▶ **Prompt**: Drop every picture. Return the rest of the entries exactly.

(Stored data entries)
Start of Block

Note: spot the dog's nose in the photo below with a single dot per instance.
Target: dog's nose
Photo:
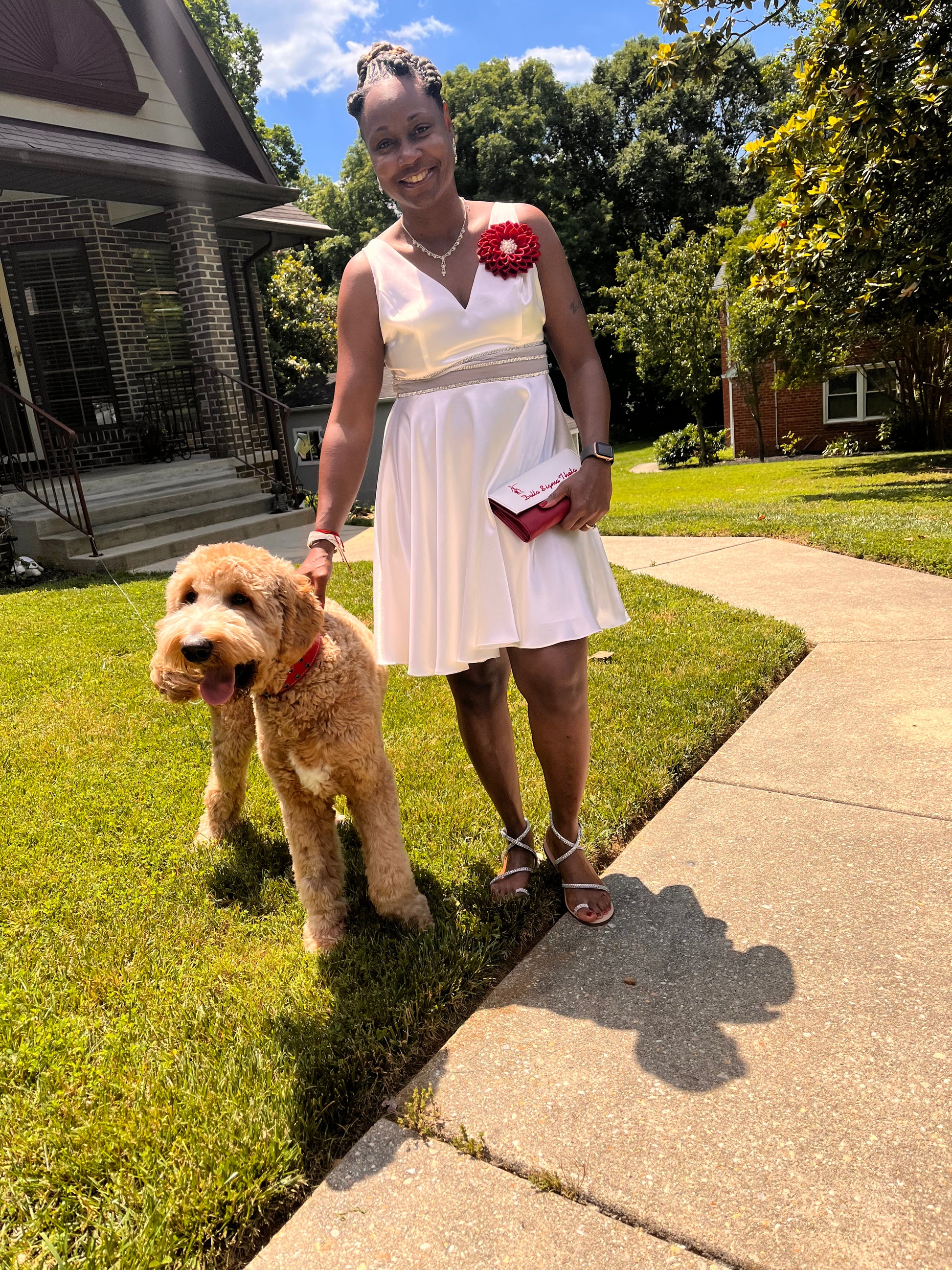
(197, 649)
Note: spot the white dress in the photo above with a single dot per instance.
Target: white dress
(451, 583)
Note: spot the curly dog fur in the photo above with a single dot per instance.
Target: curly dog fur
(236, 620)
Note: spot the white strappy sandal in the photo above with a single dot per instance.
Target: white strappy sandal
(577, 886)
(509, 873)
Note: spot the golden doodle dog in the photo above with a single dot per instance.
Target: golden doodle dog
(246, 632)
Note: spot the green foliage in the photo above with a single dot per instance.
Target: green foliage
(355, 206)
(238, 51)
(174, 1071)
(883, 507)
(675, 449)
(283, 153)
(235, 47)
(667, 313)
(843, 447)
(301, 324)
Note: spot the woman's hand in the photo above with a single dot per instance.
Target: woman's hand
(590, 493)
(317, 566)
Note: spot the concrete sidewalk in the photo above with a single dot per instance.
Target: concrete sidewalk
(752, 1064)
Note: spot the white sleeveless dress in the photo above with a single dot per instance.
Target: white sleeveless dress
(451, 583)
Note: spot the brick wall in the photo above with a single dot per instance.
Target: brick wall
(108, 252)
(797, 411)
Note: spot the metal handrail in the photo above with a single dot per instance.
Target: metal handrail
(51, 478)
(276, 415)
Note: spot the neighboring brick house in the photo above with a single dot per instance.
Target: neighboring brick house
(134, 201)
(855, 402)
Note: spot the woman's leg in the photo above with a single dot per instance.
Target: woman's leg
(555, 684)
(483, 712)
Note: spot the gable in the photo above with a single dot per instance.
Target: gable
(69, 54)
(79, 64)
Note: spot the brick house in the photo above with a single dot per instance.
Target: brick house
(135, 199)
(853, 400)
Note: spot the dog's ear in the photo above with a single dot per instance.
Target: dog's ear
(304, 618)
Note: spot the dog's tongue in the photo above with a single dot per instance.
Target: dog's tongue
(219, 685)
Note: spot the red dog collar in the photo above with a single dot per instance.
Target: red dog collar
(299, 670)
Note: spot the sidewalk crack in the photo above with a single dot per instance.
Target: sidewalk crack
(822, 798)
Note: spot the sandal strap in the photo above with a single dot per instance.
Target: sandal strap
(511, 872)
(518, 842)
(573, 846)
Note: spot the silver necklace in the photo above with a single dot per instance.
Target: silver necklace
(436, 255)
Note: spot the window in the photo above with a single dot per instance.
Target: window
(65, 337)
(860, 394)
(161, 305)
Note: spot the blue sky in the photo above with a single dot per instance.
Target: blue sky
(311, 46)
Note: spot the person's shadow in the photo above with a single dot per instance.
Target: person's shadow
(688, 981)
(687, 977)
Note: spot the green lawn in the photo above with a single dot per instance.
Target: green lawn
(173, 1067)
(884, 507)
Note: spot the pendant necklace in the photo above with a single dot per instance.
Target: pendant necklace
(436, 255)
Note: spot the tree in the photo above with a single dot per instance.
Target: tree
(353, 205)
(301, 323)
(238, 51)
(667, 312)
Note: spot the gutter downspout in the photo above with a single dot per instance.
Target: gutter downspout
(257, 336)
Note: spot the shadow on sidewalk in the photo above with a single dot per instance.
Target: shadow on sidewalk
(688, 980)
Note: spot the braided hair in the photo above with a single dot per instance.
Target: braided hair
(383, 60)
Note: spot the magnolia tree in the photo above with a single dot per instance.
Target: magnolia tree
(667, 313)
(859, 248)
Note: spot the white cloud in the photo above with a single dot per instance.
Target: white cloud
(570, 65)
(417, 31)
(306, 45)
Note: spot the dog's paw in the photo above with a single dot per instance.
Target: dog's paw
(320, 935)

End of Block

▶ **Result of this task**:
Note: spot the dog's nose in the photo below with a single dot per instance.
Target: dog's nose
Photo:
(197, 649)
Note: spot the white dress in the photo above with a single dot per instance.
Target: white dress
(451, 583)
Note: spot the curly dog fur in the photo above with a single dot per instance.
Target: curly dog fur
(236, 620)
Note: spot the white strappy sandal in the photo above with a single dot per instance.
Target: white strappy sandal
(577, 886)
(509, 873)
Note: spot the golden doodle dog in the photo above with a single dot per instance.
Target: golden doodle dog
(246, 632)
Note: spot the green foliage in the photo above with a single dot per instance.
Target: green foliage
(355, 206)
(238, 51)
(174, 1071)
(883, 507)
(675, 449)
(283, 153)
(235, 47)
(667, 313)
(843, 447)
(301, 324)
Note: spot the woman's hand in the photo above with a single dot per instance.
Target: woman's hand
(590, 493)
(317, 566)
Note: spot the concrete sidewalk in the photo above with a single dot per instance.
Target: concrete sidewalk
(752, 1064)
Note: spot the white sleeveless dress in the photo above with a single dot per instance.
Target: white sleeveless dress
(451, 583)
Note: spot the brick wall in the photo above with a single dot per instance.
Target: brick wall
(108, 252)
(797, 411)
Note: spot the metal handrail in the photo above with a single dot per instance.
Target: metal handrail
(51, 478)
(276, 415)
Note: spot the neighboring brick house in the photo above with a single dot per instance.
Target: neighboring brick house
(134, 201)
(855, 402)
Note: spot the woman's leg in the photo above with a single dot per instance.
Target: woman's leg
(555, 684)
(483, 712)
Note: spot the gable in the photo above with a single dot per instance.
Target: gable
(69, 54)
(79, 64)
Note: spot the brick house in the photo above with a single dot per instance.
Target: brick house
(135, 199)
(853, 400)
Note: spot the dog's ear in the photo above with a single dot per instance.
Target: dog's ear
(304, 618)
Note: spot the dog's tongue in the photo above with a single dot per instance.
Target: dog's tongue
(219, 685)
Note: spot the red dog collar in the photo above with a single dot per instance.
Target: red dog collar
(299, 670)
Note: spot the sidewalk crack in the photo above with a single dot per instance.
Target: sidewalk crack
(822, 798)
Note: spot the sandal strap in the photo above with a single dot per instance.
Target: sandal strap
(511, 872)
(518, 842)
(573, 846)
Note: spot the silver necklace in the photo above with a single dot per instance.
Target: silver necklace
(436, 255)
Note: spot the window in the photo above with a single dot per instance.
Target: window
(65, 337)
(860, 394)
(161, 305)
Note: spot the blue sky in the photo above with a single dot per instance.
Target: blue sky
(311, 46)
Note: spot the person's shadow in the photo above with a single dot per instance.
Target: person's shadow
(688, 981)
(687, 977)
Note: spot the green lawn in the photo above with a single dot per instance.
Target: green lawn
(173, 1067)
(884, 507)
Note: spot the pendant necklace in the photo above with a single dot per instance.
Target: pendant necklace
(436, 255)
Note: spot the tree in the photo above with a single dot per instance.
Target: tree
(353, 205)
(301, 323)
(238, 51)
(667, 312)
Note: spot the gutter downspout in the photo above with a single dot per instance.
Target: gutter downspout
(257, 336)
Note: spot the shadow on sidewalk in the photo above with a single dot per instance.
Target: shadow on sidewalk
(688, 980)
Note: spot the braided hair in the photo above with a single dot per instance.
Target: braided hair
(383, 60)
Note: spot the magnolia tree in the photo above with a single dot per instance.
Target: magnolia tree
(667, 313)
(859, 248)
Note: spot the white cloud in the photo above with a single dot per instance.
Target: white cloud
(570, 65)
(417, 31)
(306, 45)
Note: spot the dog's paw in the photo above with a single dot per instance.
Target: dog's paw
(320, 935)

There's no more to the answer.